* Begin Text provided *

Friday 13 March 2009

How I got here (Scotand and the blog) -part 1-

Blogging is still a very new concept to me. Today I spent some time looking up and reading other people's blogs, and I have to admit it has been a revelation in the most pleasant way.

To put you in the picture, I have to tell you first of all about my previous Internet experiences. The very first time that I had access to the Internet on a regular basis was in 1998, just after I arrived in Scotland. I took the first job I could get, which was in a role as a customer service representative in a large international call centre in the heart of Glasgow.
The place stretched out over several floors, where on each floor you would find a number of clusters of desks, each representing and communicating with one or two European countries. Being Belgian, I was hired to represent the Belgian/Dutch team, this meant that I had to deal with customers both in my native Dutch as well as in French. I soon found that it was only going to be a stop-gap, the workplace was far away from where I lived and the actual job bored me to tears. One of the very few exciting sides of the job was "Internet access"!
We were allowed to browse at our peril during breaks and occasionally when there were no phone calls to be answered and all other jobs were done,we would log on to our favourite websites. Most of my Belgian colleagues used the facility to keep up with the Belgian news papers and some of them also kept in touch with people back home via chat rooms and e-mail. This was my very first experience of communicating with people online, and I found a whole new world opening up for me. I soon became quite addicted to the chat room of my favourite Belgian radio station at that time, Studio Brussel.

After a few months I found a new, much more suitable job, close to where I lived. Initially I did not have an Internet connection at home, nor one that could be used for personal use at work, so I had to go cold turkey.

This was the very point where I stopped living in my native country. I had physically been in Scotland for 6 months, but in reality, I still lived with one foot in Belgium, going to a job with Belgian colleagues, speaking my own language all day long, living in the Belgian time zone. On top of that I had found a new cyber-circle of friends on the chat site, once more all of them Belgian. I found myself hankering to go back, missing my country and culture, but stuck in a situation I couldn't get out of.

In 1997 I met a Scotsman (the father-haggis) at my work place in Belgium. We had been together for only a few months, when he decided that he could no longer be away from his own country, and returned to the UK.
In all honesty, had it not been for a series of rather unfortunate events happening to me shortly after he left, I do think the relationship would have died a natural death over the distance between us.
I had been struggling terribly financially and ended up being evicted from my flat, with absolutely nowhere to go. It was initially a combination of my despair and his feeling of guilt, having briefly moved in with me, without contributing anywhere near his spending, that brought me here. There was also still some of the infatuation present, as usually found in an early relationship, which had not yet completely died away.

I soon found myself in a relationship with a completely different person from the one I'd met in Belgium. He had been a fish out of the water back there, unable to communicate effectively, ripped away from the surroundings he had grown up with. On occasions I had seen sides of him that I did not like, glimpses of aggressive and quite selfish behaviour, but I simply put it down to his home sickness, his frustration with a language he was struggling to understand, his inability to find a job that he enjoyed as a direct result of his inadequacy in Dutch.

* End Text provided *
* Begin Source data *

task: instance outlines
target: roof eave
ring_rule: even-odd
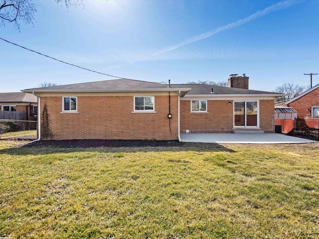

* End Source data *

Task directions ▸
Reproduce the blog post about moving to Scotland word for word, everything from "I soon found myself" down to "inadequacy in Dutch.". Rely only on the blog post, not the data.

The response ▸
I soon found myself in a relationship with a completely different person from the one I'd met in Belgium. He had been a fish out of the water back there, unable to communicate effectively, ripped away from the surroundings he had grown up with. On occasions I had seen sides of him that I did not like, glimpses of aggressive and quite selfish behaviour, but I simply put it down to his home sickness, his frustration with a language he was struggling to understand, his inability to find a job that he enjoyed as a direct result of his inadequacy in Dutch.